- _Aim of the task_
Carry on the forum post about realistic ship movement rates in D&D, picking up after its final sentence.

- _Page extract_
↓↓↓

Postby Tom Bulls Eye » Wed Nov 29, 2017 8:09 pm

ghendar wrote:It's an interesting exercise but since D&D is not, nor has ever been, a historical simulation, I'm not sure I see the point in trying to come up with realistic ship movement rates. I could see this being of some value for a ship based war game but for an RPG seems like too much minutia. ymmv


I disagree.

It is not the old: "Does it matter if you bow is a composite or all-yew, when they both do 1d6 damage and fire 250 yards?" discussion yet another time over.

It matters if the princess was captured by Norse raiders in a fast seagoing vessel and all you have for persuit is a rowing galley with 5 catapults in front. You can only get a shot at the enemy if you can catch them.

↑↑↑

- _Provided data_
↓↓↓

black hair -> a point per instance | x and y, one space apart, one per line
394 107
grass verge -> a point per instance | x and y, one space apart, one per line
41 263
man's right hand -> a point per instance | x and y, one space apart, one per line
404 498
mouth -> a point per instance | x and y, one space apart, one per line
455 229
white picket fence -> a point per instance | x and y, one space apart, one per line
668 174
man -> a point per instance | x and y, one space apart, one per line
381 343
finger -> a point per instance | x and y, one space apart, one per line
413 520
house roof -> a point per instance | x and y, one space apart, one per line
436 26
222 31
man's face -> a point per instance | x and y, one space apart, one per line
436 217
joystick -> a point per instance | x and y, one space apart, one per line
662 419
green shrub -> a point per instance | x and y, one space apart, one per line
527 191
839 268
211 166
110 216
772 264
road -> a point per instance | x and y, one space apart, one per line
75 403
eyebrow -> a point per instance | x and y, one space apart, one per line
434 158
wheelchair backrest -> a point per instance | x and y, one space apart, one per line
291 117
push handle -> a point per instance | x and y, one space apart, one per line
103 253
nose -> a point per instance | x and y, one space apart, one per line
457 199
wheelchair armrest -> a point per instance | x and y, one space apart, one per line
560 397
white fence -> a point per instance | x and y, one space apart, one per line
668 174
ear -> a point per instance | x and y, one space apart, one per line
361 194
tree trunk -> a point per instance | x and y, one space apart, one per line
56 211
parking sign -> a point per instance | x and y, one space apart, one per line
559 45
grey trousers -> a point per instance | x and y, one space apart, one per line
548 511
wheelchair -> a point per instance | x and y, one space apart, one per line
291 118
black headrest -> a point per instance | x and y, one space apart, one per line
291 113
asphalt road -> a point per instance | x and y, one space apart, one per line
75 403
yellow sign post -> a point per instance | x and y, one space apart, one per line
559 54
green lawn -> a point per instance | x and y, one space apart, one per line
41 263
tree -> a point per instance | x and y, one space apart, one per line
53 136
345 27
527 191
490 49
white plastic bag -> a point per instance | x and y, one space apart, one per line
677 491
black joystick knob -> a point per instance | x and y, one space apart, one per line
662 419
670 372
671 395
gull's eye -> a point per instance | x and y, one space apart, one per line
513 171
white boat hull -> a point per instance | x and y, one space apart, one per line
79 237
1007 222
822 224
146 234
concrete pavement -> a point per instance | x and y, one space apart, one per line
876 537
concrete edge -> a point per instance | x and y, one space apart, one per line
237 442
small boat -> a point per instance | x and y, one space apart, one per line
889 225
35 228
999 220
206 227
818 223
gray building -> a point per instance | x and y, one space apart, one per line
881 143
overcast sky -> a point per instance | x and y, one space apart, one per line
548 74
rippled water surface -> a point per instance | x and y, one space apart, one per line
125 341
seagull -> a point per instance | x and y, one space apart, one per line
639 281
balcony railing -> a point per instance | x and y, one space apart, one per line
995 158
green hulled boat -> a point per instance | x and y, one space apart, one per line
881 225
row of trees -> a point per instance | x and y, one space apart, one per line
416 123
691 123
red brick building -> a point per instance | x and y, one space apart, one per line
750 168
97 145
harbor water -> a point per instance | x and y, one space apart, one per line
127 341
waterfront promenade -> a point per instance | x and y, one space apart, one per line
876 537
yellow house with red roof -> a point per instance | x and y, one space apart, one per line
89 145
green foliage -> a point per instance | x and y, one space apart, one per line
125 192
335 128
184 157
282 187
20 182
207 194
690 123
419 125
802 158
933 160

↑↑↑

- _Answer to the problem_
The old rules pretty much followed the castle-building principle where the bigger was the better, since tonnage was decoupled from sailing speed. This decoupling, however, was not achieved over (long distances) in real world until the advent of the engine-propelled ships (short distances being covered by rowing).

Posing realistic problems to your players allows them to contemplate realistic solutions within the framework of the game, such as e.g: Hiring a magic user to enchant your galley with a permanent lightness spell to change the tonnage to sail ratio while maintaining size such that your galley may catch up to the longboat and rescue the princess. Etc.